§ **Stated goal**
Print the range of lines that opens with the line containing "Request = locate the fern leaflet" and closes with the last line of the listing. Include both ends; print nothing more.

### Dataset records

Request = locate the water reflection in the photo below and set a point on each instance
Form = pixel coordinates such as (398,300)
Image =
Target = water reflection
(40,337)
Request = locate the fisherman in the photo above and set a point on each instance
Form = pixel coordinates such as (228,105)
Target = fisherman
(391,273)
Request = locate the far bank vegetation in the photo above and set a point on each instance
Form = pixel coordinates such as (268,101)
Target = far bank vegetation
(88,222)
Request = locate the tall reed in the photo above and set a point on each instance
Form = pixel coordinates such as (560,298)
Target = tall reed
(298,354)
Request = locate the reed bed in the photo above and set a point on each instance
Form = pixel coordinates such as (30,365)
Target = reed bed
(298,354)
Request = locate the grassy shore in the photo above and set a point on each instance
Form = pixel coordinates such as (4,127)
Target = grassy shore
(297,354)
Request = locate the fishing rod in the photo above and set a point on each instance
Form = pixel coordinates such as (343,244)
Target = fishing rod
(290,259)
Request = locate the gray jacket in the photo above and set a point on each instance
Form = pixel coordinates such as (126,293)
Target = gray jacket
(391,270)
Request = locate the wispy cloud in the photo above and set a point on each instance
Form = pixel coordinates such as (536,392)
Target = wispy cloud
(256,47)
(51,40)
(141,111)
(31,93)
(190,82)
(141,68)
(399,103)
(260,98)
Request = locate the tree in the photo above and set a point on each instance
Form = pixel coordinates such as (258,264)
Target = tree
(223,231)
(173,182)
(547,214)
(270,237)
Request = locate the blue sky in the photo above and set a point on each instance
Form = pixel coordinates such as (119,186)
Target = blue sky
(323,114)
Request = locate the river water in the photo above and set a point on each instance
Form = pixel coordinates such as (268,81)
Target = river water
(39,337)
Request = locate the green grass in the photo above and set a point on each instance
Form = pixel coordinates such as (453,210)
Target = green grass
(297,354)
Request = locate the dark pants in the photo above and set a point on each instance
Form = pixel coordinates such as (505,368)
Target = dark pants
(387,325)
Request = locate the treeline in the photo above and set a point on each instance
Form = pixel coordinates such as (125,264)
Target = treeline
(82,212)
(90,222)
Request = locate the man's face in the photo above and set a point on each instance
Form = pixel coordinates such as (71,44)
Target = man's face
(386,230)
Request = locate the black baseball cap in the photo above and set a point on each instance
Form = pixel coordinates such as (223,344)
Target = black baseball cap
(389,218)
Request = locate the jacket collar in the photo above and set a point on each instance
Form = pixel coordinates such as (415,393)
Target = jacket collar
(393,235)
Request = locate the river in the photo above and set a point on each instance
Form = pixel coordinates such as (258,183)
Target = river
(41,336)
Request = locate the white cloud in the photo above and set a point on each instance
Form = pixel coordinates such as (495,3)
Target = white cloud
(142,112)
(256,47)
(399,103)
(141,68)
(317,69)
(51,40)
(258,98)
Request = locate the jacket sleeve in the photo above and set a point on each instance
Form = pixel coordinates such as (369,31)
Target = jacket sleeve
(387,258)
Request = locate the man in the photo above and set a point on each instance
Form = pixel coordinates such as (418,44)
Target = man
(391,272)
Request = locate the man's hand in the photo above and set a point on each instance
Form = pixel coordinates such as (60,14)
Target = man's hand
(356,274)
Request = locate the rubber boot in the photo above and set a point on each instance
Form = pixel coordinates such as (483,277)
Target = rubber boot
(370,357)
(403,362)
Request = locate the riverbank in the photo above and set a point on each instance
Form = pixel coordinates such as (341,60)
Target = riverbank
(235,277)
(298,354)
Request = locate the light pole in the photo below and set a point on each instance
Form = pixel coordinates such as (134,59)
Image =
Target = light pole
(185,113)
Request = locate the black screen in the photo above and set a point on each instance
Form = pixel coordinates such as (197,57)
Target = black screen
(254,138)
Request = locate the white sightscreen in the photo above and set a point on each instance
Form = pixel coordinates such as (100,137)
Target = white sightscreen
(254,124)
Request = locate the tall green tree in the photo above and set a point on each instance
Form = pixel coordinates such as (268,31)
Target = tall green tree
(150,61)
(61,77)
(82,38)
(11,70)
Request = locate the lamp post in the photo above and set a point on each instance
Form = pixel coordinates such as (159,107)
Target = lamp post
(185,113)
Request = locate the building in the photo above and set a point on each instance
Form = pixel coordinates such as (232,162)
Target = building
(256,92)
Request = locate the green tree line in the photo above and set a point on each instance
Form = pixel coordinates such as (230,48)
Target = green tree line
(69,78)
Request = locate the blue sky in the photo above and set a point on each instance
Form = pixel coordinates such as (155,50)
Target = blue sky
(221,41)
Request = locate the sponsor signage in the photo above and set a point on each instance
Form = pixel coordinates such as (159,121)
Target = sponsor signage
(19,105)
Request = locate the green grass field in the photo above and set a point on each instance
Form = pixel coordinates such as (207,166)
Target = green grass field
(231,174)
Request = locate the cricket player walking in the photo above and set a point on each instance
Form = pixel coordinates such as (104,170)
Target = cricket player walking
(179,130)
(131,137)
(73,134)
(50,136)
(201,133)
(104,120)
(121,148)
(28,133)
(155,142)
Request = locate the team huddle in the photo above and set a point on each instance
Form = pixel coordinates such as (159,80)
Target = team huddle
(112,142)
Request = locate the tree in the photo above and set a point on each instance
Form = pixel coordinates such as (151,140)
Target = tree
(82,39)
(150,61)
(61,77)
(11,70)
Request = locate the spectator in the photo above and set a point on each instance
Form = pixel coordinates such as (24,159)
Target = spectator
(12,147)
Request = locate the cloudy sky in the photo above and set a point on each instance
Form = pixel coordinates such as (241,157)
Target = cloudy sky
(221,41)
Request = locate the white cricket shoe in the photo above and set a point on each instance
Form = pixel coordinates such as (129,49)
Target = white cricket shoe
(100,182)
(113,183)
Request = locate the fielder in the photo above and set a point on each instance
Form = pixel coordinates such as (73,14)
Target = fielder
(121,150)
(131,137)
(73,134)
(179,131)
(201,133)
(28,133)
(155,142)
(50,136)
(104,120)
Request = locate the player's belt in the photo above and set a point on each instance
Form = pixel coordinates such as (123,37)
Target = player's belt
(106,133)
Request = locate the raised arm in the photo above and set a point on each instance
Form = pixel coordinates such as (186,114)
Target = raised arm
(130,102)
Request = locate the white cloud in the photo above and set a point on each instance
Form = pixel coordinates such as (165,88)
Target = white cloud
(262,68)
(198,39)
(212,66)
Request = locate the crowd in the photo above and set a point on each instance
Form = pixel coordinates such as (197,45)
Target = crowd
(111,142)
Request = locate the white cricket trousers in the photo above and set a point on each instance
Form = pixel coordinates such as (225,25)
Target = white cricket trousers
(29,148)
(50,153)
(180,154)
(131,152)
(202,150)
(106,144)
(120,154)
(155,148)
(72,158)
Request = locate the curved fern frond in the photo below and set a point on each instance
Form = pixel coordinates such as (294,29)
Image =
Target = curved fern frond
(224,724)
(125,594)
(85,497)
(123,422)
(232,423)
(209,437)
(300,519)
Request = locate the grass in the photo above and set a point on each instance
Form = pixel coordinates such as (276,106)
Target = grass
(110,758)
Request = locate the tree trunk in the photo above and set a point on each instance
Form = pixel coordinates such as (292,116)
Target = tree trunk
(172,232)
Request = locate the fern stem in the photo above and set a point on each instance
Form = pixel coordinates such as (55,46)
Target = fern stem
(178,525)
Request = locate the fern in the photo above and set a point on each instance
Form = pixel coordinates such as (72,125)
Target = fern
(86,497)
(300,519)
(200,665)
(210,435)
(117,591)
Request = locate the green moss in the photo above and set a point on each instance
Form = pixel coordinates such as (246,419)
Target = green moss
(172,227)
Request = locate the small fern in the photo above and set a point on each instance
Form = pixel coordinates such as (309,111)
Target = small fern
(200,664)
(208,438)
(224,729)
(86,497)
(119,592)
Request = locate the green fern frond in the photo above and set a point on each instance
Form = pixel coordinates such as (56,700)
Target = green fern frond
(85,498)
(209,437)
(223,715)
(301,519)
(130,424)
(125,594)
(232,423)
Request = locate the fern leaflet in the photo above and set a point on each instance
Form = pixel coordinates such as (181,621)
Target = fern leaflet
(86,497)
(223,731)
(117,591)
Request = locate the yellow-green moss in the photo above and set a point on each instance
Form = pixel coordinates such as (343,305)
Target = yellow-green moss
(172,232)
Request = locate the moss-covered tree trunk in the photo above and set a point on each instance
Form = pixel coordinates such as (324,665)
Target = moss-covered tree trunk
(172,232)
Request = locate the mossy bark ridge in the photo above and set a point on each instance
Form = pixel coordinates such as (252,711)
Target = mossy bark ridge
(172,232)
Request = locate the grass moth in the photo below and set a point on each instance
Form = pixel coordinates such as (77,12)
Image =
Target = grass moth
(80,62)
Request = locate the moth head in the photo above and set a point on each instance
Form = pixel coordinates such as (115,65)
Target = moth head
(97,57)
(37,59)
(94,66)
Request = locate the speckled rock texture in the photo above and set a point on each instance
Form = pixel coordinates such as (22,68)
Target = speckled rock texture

######

§ **Response**
Request = locate the fern leaflet in the photo above and set a point on each instance
Form = pixel coordinates such as (181,621)
Target = fern leaflet
(86,497)
(223,731)
(117,591)
Request = locate the yellow-green moss in the photo above and set a point on each instance
Form = pixel coordinates such as (343,305)
Target = yellow-green moss
(172,232)
Request = locate the moss-covered tree trunk in the photo above and set a point on each instance
Form = pixel coordinates such as (324,665)
Target = moss-covered tree trunk
(172,232)
Request = locate the mossy bark ridge in the photo above and set a point on each instance
Form = pixel coordinates such as (252,711)
Target = mossy bark ridge
(172,232)
Request = locate the grass moth in the photo below and set a point on each instance
Form = pixel coordinates such as (77,12)
Image =
Target = grass moth
(80,62)
Request = locate the moth head in the photo above and set a point on each instance
Form = pixel coordinates such as (115,65)
Target = moth head
(97,57)
(37,59)
(94,66)
Request = locate the speckled rock texture in the photo above and set a point on each instance
Form = pixel coordinates such as (22,68)
Target = speckled rock texture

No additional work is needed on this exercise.